# [Given problem]
Which lines of the items below contain the string "speaker"? Collect each of those lines and copy it out in full, treating uppercase and lowercase as distinct.

[Records excerpted from a collection]
++++++++

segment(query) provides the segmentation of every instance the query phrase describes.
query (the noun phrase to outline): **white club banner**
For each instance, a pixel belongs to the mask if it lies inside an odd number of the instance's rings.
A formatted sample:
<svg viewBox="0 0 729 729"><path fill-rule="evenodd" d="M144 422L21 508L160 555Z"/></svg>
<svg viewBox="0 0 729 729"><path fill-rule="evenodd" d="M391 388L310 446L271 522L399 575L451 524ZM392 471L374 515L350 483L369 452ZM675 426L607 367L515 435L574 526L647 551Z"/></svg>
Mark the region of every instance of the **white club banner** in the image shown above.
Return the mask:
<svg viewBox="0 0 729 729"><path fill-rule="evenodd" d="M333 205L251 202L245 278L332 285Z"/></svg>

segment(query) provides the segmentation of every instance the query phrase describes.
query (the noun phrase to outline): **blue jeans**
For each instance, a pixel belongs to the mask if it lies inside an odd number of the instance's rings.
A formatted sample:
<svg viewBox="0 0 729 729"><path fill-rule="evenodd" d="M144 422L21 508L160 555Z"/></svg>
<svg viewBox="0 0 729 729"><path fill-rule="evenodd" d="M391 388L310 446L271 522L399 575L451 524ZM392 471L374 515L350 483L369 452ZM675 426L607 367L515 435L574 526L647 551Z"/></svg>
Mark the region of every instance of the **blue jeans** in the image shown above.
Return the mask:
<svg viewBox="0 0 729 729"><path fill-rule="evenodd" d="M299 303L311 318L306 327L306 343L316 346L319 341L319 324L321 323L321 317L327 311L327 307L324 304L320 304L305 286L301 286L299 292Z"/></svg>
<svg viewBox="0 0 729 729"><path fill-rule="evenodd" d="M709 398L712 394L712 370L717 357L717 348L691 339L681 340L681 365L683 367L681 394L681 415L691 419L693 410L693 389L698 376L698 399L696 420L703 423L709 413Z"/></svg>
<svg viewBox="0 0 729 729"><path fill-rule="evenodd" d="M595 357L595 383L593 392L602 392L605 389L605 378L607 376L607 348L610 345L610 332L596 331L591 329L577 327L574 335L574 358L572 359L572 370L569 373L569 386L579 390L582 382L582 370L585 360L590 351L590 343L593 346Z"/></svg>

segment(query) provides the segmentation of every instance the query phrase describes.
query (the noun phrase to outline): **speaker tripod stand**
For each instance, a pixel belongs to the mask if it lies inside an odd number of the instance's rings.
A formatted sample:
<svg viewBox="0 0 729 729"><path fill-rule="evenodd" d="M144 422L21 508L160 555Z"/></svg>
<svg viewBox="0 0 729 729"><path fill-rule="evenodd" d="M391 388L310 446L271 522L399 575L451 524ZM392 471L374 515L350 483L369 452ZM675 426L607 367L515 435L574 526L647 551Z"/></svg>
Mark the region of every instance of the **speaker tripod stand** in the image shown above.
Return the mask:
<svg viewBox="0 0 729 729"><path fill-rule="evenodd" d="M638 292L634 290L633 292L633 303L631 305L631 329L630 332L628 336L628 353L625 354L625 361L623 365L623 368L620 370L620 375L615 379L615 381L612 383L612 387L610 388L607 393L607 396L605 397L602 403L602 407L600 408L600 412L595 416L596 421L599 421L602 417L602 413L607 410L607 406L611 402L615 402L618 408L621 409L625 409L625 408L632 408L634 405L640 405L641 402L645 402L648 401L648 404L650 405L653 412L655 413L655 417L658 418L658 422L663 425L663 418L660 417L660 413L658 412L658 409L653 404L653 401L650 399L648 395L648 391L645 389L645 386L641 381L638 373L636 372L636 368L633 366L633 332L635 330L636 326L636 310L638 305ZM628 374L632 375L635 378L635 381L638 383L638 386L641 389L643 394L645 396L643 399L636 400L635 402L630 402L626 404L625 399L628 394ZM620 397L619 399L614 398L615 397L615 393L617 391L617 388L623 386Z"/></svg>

++++++++

# [Expected answer]
query (the noun phrase to outline): **speaker tripod stand**
Mark the region of every instance of the **speaker tripod stand** in the image shown above.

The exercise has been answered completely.